> [Given request]:
Could you write out the records below exactly as they appear?

#### Listing ####

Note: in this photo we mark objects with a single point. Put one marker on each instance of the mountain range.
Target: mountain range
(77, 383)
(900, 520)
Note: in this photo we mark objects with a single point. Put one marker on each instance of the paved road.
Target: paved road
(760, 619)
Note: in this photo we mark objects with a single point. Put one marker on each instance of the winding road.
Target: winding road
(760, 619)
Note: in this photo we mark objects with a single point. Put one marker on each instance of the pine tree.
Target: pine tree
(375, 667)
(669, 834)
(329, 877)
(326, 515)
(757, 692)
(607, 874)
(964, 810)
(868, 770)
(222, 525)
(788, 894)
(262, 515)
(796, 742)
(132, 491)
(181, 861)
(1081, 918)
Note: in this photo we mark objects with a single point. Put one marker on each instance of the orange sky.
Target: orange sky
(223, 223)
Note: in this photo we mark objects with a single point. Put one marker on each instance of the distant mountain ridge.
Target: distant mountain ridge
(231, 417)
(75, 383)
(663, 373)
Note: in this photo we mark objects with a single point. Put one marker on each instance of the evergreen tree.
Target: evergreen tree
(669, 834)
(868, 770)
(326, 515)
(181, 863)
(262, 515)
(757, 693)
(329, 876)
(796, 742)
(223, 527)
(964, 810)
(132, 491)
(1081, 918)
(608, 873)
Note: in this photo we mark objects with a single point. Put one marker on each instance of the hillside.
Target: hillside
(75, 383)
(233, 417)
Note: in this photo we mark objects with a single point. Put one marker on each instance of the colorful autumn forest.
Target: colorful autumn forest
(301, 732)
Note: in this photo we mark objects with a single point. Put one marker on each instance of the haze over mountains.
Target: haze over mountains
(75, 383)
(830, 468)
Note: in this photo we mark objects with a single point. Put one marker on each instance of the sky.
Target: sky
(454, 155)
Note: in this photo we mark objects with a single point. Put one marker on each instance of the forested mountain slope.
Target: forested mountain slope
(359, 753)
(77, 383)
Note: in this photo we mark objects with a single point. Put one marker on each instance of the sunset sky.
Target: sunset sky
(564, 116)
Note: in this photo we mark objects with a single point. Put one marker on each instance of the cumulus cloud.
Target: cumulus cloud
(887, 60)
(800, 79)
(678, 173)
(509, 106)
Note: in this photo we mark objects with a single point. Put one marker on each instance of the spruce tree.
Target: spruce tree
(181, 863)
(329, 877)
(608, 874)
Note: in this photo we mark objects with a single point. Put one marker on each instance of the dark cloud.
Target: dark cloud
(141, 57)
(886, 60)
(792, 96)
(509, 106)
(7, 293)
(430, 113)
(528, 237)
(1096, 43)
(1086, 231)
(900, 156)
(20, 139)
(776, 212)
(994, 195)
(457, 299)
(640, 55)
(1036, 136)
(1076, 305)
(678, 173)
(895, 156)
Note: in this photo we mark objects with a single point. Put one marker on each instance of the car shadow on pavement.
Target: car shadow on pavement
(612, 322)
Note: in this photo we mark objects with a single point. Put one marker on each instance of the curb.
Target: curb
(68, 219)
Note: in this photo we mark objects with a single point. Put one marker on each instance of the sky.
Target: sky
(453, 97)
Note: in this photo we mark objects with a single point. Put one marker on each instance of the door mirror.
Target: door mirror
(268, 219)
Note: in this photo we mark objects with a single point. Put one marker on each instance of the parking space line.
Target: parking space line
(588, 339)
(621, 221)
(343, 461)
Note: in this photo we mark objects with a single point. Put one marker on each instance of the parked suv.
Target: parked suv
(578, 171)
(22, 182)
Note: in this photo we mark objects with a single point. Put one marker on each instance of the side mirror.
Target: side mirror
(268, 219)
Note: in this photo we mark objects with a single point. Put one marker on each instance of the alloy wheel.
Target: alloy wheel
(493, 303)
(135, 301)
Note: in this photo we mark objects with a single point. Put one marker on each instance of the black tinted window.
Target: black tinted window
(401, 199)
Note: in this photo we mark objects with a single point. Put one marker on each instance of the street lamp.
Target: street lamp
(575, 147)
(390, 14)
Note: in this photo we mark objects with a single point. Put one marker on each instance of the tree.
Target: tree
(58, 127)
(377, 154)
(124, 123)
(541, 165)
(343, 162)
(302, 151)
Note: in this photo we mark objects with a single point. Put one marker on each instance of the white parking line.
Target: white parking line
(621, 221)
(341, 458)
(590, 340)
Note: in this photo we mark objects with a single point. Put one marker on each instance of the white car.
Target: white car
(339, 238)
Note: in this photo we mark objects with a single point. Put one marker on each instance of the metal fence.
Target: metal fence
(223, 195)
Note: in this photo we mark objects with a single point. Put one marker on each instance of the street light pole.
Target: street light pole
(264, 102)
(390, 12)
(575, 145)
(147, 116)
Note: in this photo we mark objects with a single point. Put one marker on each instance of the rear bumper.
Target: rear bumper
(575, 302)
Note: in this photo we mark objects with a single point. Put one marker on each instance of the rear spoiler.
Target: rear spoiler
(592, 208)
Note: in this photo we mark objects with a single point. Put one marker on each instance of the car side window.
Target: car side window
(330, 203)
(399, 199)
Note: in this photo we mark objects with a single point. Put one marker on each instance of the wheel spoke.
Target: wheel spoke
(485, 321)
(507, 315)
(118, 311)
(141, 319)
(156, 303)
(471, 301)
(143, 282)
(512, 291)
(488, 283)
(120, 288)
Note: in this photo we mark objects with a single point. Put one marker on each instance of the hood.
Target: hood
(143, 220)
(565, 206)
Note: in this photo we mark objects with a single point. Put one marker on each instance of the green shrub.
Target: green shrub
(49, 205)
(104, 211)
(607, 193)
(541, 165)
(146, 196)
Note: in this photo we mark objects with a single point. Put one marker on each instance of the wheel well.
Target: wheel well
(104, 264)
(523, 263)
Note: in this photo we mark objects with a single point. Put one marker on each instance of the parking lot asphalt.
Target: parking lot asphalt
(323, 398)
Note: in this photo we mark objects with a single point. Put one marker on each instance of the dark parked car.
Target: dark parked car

####

> [Written response]:
Note: in this photo we mark objects with a single point. Put one marker on each instance of the mountain range.
Target: mountain range
(77, 383)
(900, 520)
Note: in this photo we mark objects with a single point. Put one marker on each instance of the paved road.
Target: paved road
(760, 619)
Note: in this photo we mark objects with a single point. Put one marker on each instance of the winding road.
Target: winding road
(760, 619)
Note: in this photo we mark objects with a single point. Put one marker on each instance of the pine tree.
Target: pine tree
(375, 667)
(669, 834)
(329, 877)
(326, 515)
(757, 692)
(607, 874)
(964, 810)
(868, 770)
(222, 525)
(788, 894)
(262, 515)
(796, 742)
(132, 491)
(181, 861)
(1081, 918)
Note: in this photo we mark objects with a single point. Put one marker on each instance of the orange sky.
Target: orange sky
(223, 223)
Note: in this photo we mark objects with a single point. Put one marker on each instance of the distant mountain ridge.
Target: distant mountain ridge
(231, 417)
(75, 383)
(663, 373)
Note: in this photo we mark objects with a single point. Put one marker on each instance of the evergreen tree.
Target: evergreen tree
(669, 834)
(868, 770)
(326, 515)
(181, 863)
(262, 515)
(757, 693)
(329, 876)
(796, 742)
(223, 527)
(964, 810)
(132, 491)
(1081, 918)
(608, 873)
Note: in this photo we mark objects with a single point. Put one marker on each instance of the hillside.
Target: hillside
(75, 383)
(233, 417)
Note: in this photo we mark objects with a single point. Put one marker on each instance of the colorful autumn forest.
Target: colorful autumn forest
(301, 732)
Note: in this photo we mark objects with a single point. Put one marker on each instance of the haze over mountains.
Target: haze over mountains
(75, 383)
(830, 468)
Note: in this photo we mark objects with a single point. Put one marker on each instance of the sky.
Target: sky
(454, 155)
Note: in this photo we mark objects with a single point. Put one marker on each instance of the forested mountain slope.
Target: forested mountain slope
(359, 753)
(77, 383)
Note: in this photo we mark objects with a single point. Put one marker on each instance of the sunset sky.
Target: sunset sky
(564, 116)
Note: in this photo we mark objects with a single point. Put one marker on each instance of the cumulus cloud.
Target: cumulus cloud
(887, 60)
(800, 79)
(678, 173)
(509, 106)
Note: in this photo we mark objects with a single point. Put one marker on each instance of the spruce tree.
Target: spruce tree
(181, 863)
(329, 877)
(608, 874)
Note: in this photo we mark objects with a single point. Put one marker on each instance of the dark cloud.
Target: dark cloud
(141, 57)
(886, 60)
(792, 96)
(509, 106)
(7, 293)
(430, 113)
(528, 237)
(1096, 43)
(1086, 231)
(900, 156)
(20, 139)
(776, 212)
(994, 195)
(457, 299)
(640, 55)
(1036, 136)
(1076, 305)
(678, 173)
(895, 156)
Note: in this photo we mark objects with a single point. Put one marker on each instance of the car shadow on pavement.
Target: car shadow on pavement
(612, 322)
Note: in this photo we mark objects with a single point. Put one marker on each instance of the curb.
Target: curb
(68, 219)
Note: in this photo we mark objects with a single point. Put one marker on each instance of the sky.
Target: sky
(453, 97)
Note: in this photo we mark objects with a single point. Put one marker on each instance of the door mirror.
Target: door mirror
(268, 219)
Note: in this photo we mark objects with a single point. Put one marker on each instance of the parking space line.
Target: parking space line
(588, 339)
(621, 221)
(343, 461)
Note: in this photo we mark objects with a single point. Put one marker on each instance of the parked suv.
Target: parked suv
(578, 171)
(22, 182)
Note: in this photo we mark objects with a single point. Put one marker on each instance of the side mirror.
Target: side mirror
(268, 219)
Note: in this photo we mark objects with a single point. Put one marker on each instance of the alloy wheel.
Target: alloy wheel
(493, 303)
(135, 301)
Note: in this photo we mark objects with a single point. Put one marker on each instance of the black tinted window.
Target: black tinted window
(401, 199)
Note: in this photo we mark objects with a single point. Put one marker on each instance of the street lamp.
Target: street lamp
(575, 147)
(390, 14)
Note: in this photo we mark objects with a single point. Put one marker on each instance of the tree.
Target: tree
(58, 127)
(377, 154)
(124, 123)
(541, 165)
(343, 162)
(302, 151)
Note: in this photo we mark objects with a single point. Put one marker on each instance of the white parking line.
Target: white parking line
(621, 221)
(341, 458)
(590, 340)
Note: in this photo we mark objects with a single point. Put one marker on each instance of the white car.
Target: white car
(339, 238)
Note: in this photo we mark objects with a single point. Put one marker on each instance of the metal fence.
Target: metal fence
(223, 195)
Note: in this photo we mark objects with a single point. Put one marker on each instance of the street light pole.
Target: street light pole
(264, 102)
(390, 12)
(575, 145)
(147, 116)
Note: in this photo we mark objects with a single point. Put one marker on each instance of the rear bumper.
Target: rear bumper
(575, 302)
Note: in this photo we mark objects with a single point. Put one marker on each instance of the rear spoiler.
Target: rear spoiler
(592, 208)
Note: in this photo we mark objects with a single point. Put one marker on each instance of the car side window.
Target: car side window
(330, 203)
(399, 199)
Note: in this photo we mark objects with a single point. Put one marker on each instance of the wheel spoke.
Target: wheel spoke
(485, 321)
(507, 315)
(118, 311)
(141, 319)
(156, 303)
(471, 301)
(143, 282)
(512, 291)
(488, 283)
(120, 288)
Note: in this photo we mark objects with a single point. Put one marker on each instance of the hood.
Target: hood
(143, 220)
(565, 206)
Note: in this photo we mark objects with a single point. Put one marker on each instance of the green shrub.
Target: green shrub
(49, 205)
(104, 211)
(607, 193)
(541, 165)
(146, 196)
Note: in this photo we mark objects with a single point. Put one marker on each instance of the wheel well.
Target: wheel well
(104, 264)
(523, 263)
Note: in this photo we mark objects with a single point. Put one marker on each instance of the parking lot asphalt.
Target: parking lot asphalt
(323, 398)
Note: in this photo we mark objects with a single point. Put one marker on each instance of the dark parked car.
Target: dark parked car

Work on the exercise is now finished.